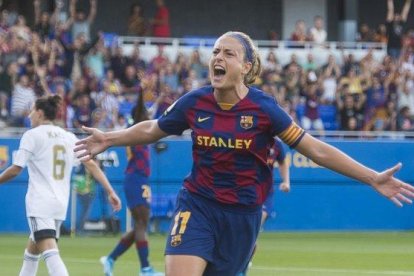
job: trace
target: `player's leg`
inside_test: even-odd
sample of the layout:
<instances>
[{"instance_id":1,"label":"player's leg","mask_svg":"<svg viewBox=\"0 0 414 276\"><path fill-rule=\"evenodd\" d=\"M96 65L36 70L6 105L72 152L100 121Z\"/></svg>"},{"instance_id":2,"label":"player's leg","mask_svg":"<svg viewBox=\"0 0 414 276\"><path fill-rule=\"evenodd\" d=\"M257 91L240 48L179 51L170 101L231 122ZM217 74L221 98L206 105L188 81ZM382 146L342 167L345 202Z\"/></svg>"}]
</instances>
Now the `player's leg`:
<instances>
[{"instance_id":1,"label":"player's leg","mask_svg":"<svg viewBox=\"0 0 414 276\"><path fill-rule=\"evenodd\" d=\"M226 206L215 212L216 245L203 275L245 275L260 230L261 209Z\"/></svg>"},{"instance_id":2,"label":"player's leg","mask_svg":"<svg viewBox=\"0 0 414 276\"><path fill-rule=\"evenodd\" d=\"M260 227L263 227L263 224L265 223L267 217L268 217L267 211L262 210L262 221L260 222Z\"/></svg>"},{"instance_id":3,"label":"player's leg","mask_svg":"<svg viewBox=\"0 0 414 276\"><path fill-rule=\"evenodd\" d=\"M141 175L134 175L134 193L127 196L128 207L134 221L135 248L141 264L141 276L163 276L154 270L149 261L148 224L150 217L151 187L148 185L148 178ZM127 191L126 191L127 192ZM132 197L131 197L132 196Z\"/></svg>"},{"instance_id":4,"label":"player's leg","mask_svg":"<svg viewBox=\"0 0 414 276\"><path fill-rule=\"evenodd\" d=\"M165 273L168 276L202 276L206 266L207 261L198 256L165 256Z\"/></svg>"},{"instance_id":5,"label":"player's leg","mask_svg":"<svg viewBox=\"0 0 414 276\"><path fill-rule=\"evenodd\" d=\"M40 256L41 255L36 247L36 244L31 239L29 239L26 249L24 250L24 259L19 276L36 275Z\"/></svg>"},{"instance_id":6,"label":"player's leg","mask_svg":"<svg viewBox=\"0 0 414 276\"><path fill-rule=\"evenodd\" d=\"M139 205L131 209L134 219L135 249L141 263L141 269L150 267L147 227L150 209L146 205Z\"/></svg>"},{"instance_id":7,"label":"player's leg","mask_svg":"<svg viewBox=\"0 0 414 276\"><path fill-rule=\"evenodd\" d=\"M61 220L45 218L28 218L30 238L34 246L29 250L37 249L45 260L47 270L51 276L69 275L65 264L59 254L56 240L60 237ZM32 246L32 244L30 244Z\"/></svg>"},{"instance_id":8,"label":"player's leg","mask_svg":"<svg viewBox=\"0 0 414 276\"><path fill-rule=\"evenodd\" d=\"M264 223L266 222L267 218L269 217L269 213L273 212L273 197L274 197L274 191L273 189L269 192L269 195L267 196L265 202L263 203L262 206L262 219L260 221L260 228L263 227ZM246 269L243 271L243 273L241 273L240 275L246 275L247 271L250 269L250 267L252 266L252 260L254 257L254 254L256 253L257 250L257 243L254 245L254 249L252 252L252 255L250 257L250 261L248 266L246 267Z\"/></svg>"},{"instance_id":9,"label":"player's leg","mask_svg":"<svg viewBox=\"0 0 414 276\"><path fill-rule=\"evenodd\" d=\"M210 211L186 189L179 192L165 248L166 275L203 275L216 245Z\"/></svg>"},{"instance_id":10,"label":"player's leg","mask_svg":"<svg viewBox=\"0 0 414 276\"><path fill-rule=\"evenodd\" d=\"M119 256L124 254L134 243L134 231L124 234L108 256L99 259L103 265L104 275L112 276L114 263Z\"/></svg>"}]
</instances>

□ □ □ □ □ □ □

◆ Problem details ◆
Repeat the material above exactly. Leave every picture out of it.

◆ Finished task ◆
job: trace
target: `player's leg`
inside_test: even-odd
sample of the layout:
<instances>
[{"instance_id":1,"label":"player's leg","mask_svg":"<svg viewBox=\"0 0 414 276\"><path fill-rule=\"evenodd\" d=\"M96 65L36 70L6 105L72 152L100 121Z\"/></svg>"},{"instance_id":2,"label":"player's leg","mask_svg":"<svg viewBox=\"0 0 414 276\"><path fill-rule=\"evenodd\" d=\"M257 91L240 48L179 51L170 101L231 122ZM217 74L221 98L206 105L188 81ZM382 146L342 167L345 202Z\"/></svg>"}]
</instances>
Now the `player's leg`:
<instances>
[{"instance_id":1,"label":"player's leg","mask_svg":"<svg viewBox=\"0 0 414 276\"><path fill-rule=\"evenodd\" d=\"M226 206L215 212L216 245L203 275L245 275L260 230L261 209Z\"/></svg>"},{"instance_id":2,"label":"player's leg","mask_svg":"<svg viewBox=\"0 0 414 276\"><path fill-rule=\"evenodd\" d=\"M260 227L263 227L263 224L265 223L267 217L268 217L267 211L262 210L262 221L260 222Z\"/></svg>"},{"instance_id":3,"label":"player's leg","mask_svg":"<svg viewBox=\"0 0 414 276\"><path fill-rule=\"evenodd\" d=\"M141 175L134 175L134 193L127 196L128 207L134 221L135 248L141 264L141 276L163 276L154 270L149 261L148 224L150 217L151 187L148 185L148 178ZM127 191L126 191L127 192ZM132 197L131 197L132 196Z\"/></svg>"},{"instance_id":4,"label":"player's leg","mask_svg":"<svg viewBox=\"0 0 414 276\"><path fill-rule=\"evenodd\" d=\"M165 273L168 276L202 276L206 266L207 261L198 256L165 256Z\"/></svg>"},{"instance_id":5,"label":"player's leg","mask_svg":"<svg viewBox=\"0 0 414 276\"><path fill-rule=\"evenodd\" d=\"M40 256L41 255L36 247L36 244L31 239L29 239L26 249L24 250L24 259L19 276L36 275Z\"/></svg>"},{"instance_id":6,"label":"player's leg","mask_svg":"<svg viewBox=\"0 0 414 276\"><path fill-rule=\"evenodd\" d=\"M139 205L131 209L134 219L135 249L141 263L141 269L150 267L147 227L150 209L146 205Z\"/></svg>"},{"instance_id":7,"label":"player's leg","mask_svg":"<svg viewBox=\"0 0 414 276\"><path fill-rule=\"evenodd\" d=\"M61 220L45 218L28 218L30 238L34 246L29 250L37 249L45 260L47 270L51 276L69 275L65 264L59 254L56 240L60 237ZM32 246L32 244L30 244Z\"/></svg>"},{"instance_id":8,"label":"player's leg","mask_svg":"<svg viewBox=\"0 0 414 276\"><path fill-rule=\"evenodd\" d=\"M264 223L266 222L267 218L269 217L269 213L273 212L273 197L274 197L274 191L273 189L269 192L269 195L267 196L265 202L263 203L262 206L262 219L260 221L260 228L263 227ZM246 269L243 271L243 273L241 273L240 275L246 275L247 271L250 269L250 267L252 266L252 260L254 257L254 254L256 253L257 250L257 243L254 245L254 249L252 252L252 255L250 257L250 261L248 266L246 267Z\"/></svg>"},{"instance_id":9,"label":"player's leg","mask_svg":"<svg viewBox=\"0 0 414 276\"><path fill-rule=\"evenodd\" d=\"M210 211L186 189L179 192L165 248L166 275L203 275L216 245Z\"/></svg>"},{"instance_id":10,"label":"player's leg","mask_svg":"<svg viewBox=\"0 0 414 276\"><path fill-rule=\"evenodd\" d=\"M119 256L124 254L134 243L134 231L124 234L108 256L99 259L103 265L104 275L112 276L114 263Z\"/></svg>"}]
</instances>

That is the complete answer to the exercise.